— Excerpted text —
/---
Thanks for all your assistance in this matter,

FT

P.S.

I'm still open to WEB information if you know of an exceptional site that explains Grid Synchronizing of Induction Generators.

[Phil Timmons]

Hey, Texas?

Mrs. Phil tells me you can always tell when someone is from Texas, because they will tell you.  What part of Texas?  Not to be nosy, but I am playing with some similar stuff in the Dallas area.  At least on the generation end.  My bias was a Solar Boiler and turbine as the power source.

Actually I have some detailed file somewhere (I think ) that I pulled from the net a year or two back.  Guess I should try to find it one of the hard-drives.  Anyway, it was pretty old stuff, and used a freq meter to detect grid power loss a and large relay/contactor to disconnect if the grid were lost.

Like you say, the general info is that you use the concept of slip towards the power production end of the world by over-reving the motor.  Should work, we sort of do dynamic braking on equipment the same way.  A consideration for the old bridge crane conversions we do that to is that the motor insulation be of good quality and condition, as a load is a load and it generates heat and stress.  

Anyway, if we find some good up to date stuff, OK, but if not, we can build it and figure it out.  I have plenty of spare parts and motors to play with, and a shop for this type stuff.

Is your bias three-phase equipment, or single-phase motors?  I have either, but sort of figured that single phase 240 volt motors would be best, since that is what normal people have to work with -- and figured I would open-source it all, so that Joe and Jane Normal can replicate it.

But if you are interesting in figuring it out . . . let's play!

oh, hey, looking at your post again, I follow that as far as sync'ing them, you let them come up to speed under grid power (automatically syncs that way) and then you just over-rev them with your power source.  

[(unknown)]

Thanks for the response...

I'm in the Austin Area...

Let me repeat what I believe you state in you last statement...

A.) I connect an Induction Motor to the grid and it begins to run

    off the Grid's power as a motor therefor it is now in Sync

    with the grid at exactly 60Hz. For the sake of this discussion

    lets say this is a 4 pole motor which will rev at the lower 1800 RPMs

    and deliver 20HP at the shaft.

B.) Once the motor has reached its stated RPM

    1. I then must rev my engine to 1800+ RPMs

    2. I engage a clutch of some type at which point the Induction Motor

       starts to generate power instead of consuming power becuase the

       the engine is accelerating the motor above the required RPMS by X %

Okay - this seems simple enough to accomplish.

However if I'm driving the Induction Motor/Generator faster in

order to drive it into generation mode by the very nature that

it is turning faster than needed at what point will the induction

generator come to be out of phase with the grid due to the very need

to accelrate above the rated RPM?
\---
(Stored entries)
/---
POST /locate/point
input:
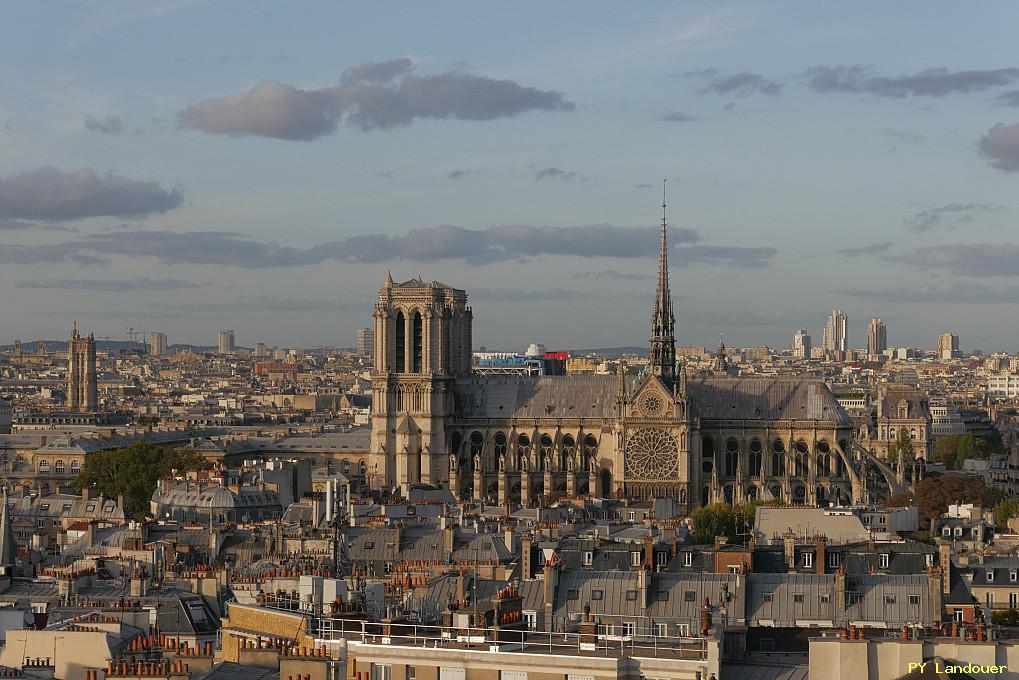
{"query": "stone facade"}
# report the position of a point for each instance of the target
(658, 434)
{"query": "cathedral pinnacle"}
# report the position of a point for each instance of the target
(661, 361)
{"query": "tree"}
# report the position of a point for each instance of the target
(904, 443)
(1005, 511)
(933, 494)
(721, 519)
(133, 472)
(1007, 618)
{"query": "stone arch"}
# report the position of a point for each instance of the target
(756, 457)
(779, 458)
(590, 451)
(523, 451)
(400, 340)
(568, 452)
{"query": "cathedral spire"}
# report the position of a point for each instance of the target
(661, 360)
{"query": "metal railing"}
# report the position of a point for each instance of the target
(511, 639)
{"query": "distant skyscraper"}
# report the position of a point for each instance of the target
(81, 372)
(834, 337)
(801, 344)
(366, 342)
(877, 337)
(157, 345)
(948, 346)
(226, 342)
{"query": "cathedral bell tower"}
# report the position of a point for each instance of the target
(422, 344)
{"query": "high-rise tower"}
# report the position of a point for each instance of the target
(81, 372)
(661, 360)
(877, 337)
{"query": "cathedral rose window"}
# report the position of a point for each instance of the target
(652, 454)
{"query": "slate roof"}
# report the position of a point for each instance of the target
(545, 397)
(764, 399)
(790, 600)
(886, 598)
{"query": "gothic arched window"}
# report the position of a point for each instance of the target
(400, 343)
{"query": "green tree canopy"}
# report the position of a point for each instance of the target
(933, 493)
(721, 519)
(133, 472)
(903, 442)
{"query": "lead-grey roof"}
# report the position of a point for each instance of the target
(885, 598)
(764, 399)
(784, 599)
(545, 397)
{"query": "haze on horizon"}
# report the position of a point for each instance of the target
(181, 166)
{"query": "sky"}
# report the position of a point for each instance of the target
(183, 166)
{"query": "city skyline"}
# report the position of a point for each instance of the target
(270, 189)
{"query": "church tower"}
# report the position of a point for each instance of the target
(81, 372)
(661, 360)
(422, 344)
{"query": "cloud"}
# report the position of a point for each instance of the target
(950, 216)
(1001, 147)
(426, 245)
(50, 194)
(966, 259)
(368, 97)
(519, 295)
(939, 292)
(110, 125)
(900, 135)
(676, 116)
(930, 83)
(558, 173)
(613, 274)
(733, 256)
(872, 249)
(743, 84)
(110, 284)
(461, 174)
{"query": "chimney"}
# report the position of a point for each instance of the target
(527, 569)
(840, 593)
(550, 578)
(789, 544)
(448, 536)
(945, 563)
(643, 586)
(934, 588)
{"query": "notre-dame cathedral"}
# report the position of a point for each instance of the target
(661, 433)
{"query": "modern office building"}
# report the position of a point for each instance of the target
(226, 342)
(877, 337)
(157, 345)
(948, 346)
(365, 342)
(801, 344)
(835, 336)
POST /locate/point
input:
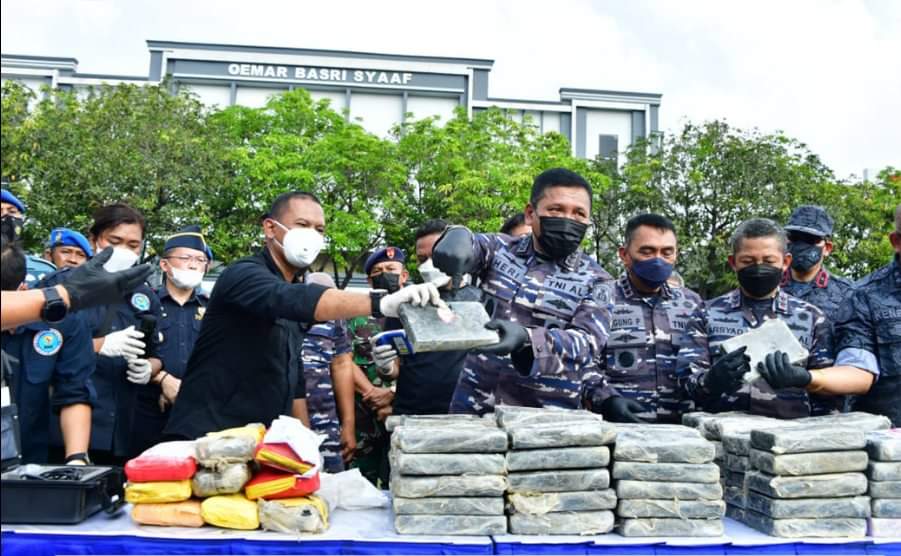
\---
— Problems to solve —
A – Reproduce the passage of the induction generator thread between "Anyway, if we" and "your power source.", inclusive.
B – Count the lines in the records that contain the string "roof" and give only that number.

— Outputs by task —
A –
Anyway, if we find some good up to date stuff, OK, but if not, we can build it and figure it out.  I have plenty of spare parts and motors to play with, and a shop for this type stuff.

Is your bias three-phase equipment, or single-phase motors?  I have either, but sort of figured that single phase 240 volt motors would be best, since that is what normal people have to work with -- and figured I would open-source it all, so that Joe and Jane Normal can replicate it.

But if you are interesting in figuring it out . . . let's play!

oh, hey, looking at your post again, I follow that as far as sync'ing them, you let them come up to speed under grid power (automatically syncs that way) and then you just over-rev them with your power source.

B – 2